• [Instructions for the task]
Return every line of the data below without any changes.

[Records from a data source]
::::

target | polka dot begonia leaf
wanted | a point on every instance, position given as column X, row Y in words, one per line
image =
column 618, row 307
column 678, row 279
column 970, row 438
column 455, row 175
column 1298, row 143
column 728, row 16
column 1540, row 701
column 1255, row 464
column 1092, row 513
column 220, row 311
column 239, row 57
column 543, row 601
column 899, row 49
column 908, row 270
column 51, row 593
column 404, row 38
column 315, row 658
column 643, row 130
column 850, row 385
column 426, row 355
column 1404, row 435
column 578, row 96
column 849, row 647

::::

• [Written response]
target | polka dot begonia leaf
wanted | a point on every instance, position given as column X, row Y in words, one per line
image =
column 618, row 307
column 678, row 279
column 970, row 438
column 455, row 175
column 1298, row 143
column 728, row 16
column 1540, row 701
column 1255, row 464
column 1092, row 513
column 220, row 311
column 239, row 57
column 543, row 601
column 899, row 49
column 908, row 270
column 51, row 593
column 404, row 38
column 315, row 658
column 643, row 130
column 850, row 385
column 426, row 355
column 1404, row 435
column 578, row 96
column 849, row 647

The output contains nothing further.